EXTRACTED TEXT
►

Third Circuit Rejects Doctor’s Claim That Payments From Lab Were Rent, Not Bribes, in $100 Million Referral Scheme

By: Jennifer H. Bouriat

Yesterday, the Third Circuit affirmed a doctor’s conviction for accepting bribes in exchange for referrals to New Jersey based lab Biodiagnostic Laboratory Services (BLS).  U.S. v. Thomas V. Savino, No. 18-2223 (3d Cir. 2019).  Doctor Thomas Savino allowed BLS to set up a blood drawing station in his solo medical practice in Staten Island, New York.  BLS paid Savino approximately $25,000 over the course of the arrangement, which lasted from August 2012 to April 2013.

The government, with the assistance of a BLS recruiter-turned-cooperating witness, alleged that those payments were bribes for Savino’s referrals to BLS for testing services.  Savino argued at trial that the money was rent payment for using his space, not bribes.  The jury didn’t buy it and convicted Savino in October 2017 of 10 counts relating to the scheme, including violations of the federal Anti-Kickback Statute, Travel Act Bribery, Honest Services Fraud, and related conspiracies.

◄

DATASET EXCERPTS
►

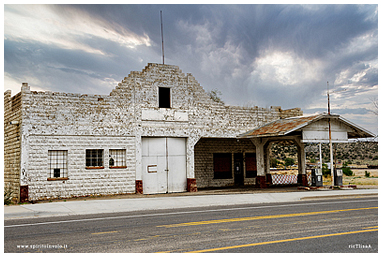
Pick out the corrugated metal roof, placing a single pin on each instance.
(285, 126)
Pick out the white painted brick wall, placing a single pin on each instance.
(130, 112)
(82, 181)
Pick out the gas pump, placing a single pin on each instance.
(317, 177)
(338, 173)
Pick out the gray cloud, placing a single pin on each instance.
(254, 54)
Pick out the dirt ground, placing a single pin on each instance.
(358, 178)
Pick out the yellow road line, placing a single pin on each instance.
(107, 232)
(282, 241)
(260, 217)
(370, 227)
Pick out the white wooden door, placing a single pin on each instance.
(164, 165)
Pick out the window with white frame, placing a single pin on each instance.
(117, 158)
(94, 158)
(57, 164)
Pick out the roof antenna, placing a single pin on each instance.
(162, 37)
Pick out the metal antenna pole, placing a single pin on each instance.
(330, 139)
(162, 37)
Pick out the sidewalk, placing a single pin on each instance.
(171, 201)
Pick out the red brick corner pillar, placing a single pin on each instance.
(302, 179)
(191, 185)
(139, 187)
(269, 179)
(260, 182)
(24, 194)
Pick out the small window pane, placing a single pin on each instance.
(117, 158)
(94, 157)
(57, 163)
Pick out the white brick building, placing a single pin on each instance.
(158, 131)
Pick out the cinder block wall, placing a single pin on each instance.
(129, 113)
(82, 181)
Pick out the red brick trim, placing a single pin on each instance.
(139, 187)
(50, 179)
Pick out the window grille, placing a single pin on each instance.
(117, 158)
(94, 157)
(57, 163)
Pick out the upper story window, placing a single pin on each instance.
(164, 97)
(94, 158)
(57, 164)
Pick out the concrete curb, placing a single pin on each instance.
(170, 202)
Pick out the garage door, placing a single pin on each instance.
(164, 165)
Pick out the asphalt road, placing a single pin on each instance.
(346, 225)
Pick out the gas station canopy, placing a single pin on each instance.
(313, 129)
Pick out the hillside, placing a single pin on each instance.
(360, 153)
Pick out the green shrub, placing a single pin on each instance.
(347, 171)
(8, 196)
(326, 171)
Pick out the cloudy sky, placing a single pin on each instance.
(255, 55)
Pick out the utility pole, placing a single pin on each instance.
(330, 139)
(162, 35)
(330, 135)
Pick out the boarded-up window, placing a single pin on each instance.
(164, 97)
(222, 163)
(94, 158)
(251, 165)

◄

WHAT YOU HAVE TO DO
Write out the full article on the Third Circuit ruling word for word. The items play no part in what follows.

SOLUTION TO THIS TASK
Third Circuit Rejects Doctor’s Claim That Payments From Lab Were Rent, Not Bribes, in $100 Million Referral Scheme

By: Jennifer H. Bouriat

Yesterday, the Third Circuit affirmed a doctor’s conviction for accepting bribes in exchange for referrals to New Jersey based lab Biodiagnostic Laboratory Services (BLS).  U.S. v. Thomas V. Savino, No. 18-2223 (3d Cir. 2019).  Doctor Thomas Savino allowed BLS to set up a blood drawing station in his solo medical practice in Staten Island, New York.  BLS paid Savino approximately $25,000 over the course of the arrangement, which lasted from August 2012 to April 2013.

The government, with the assistance of a BLS recruiter-turned-cooperating witness, alleged that those payments were bribes for Savino’s referrals to BLS for testing services.  Savino argued at trial that the money was rent payment for using his space, not bribes.  The jury didn’t buy it and convicted Savino in October 2017 of 10 counts relating to the scheme, including violations of the federal Anti-Kickback Statute, Travel Act Bribery, Honest Services Fraud, and related conspiracies.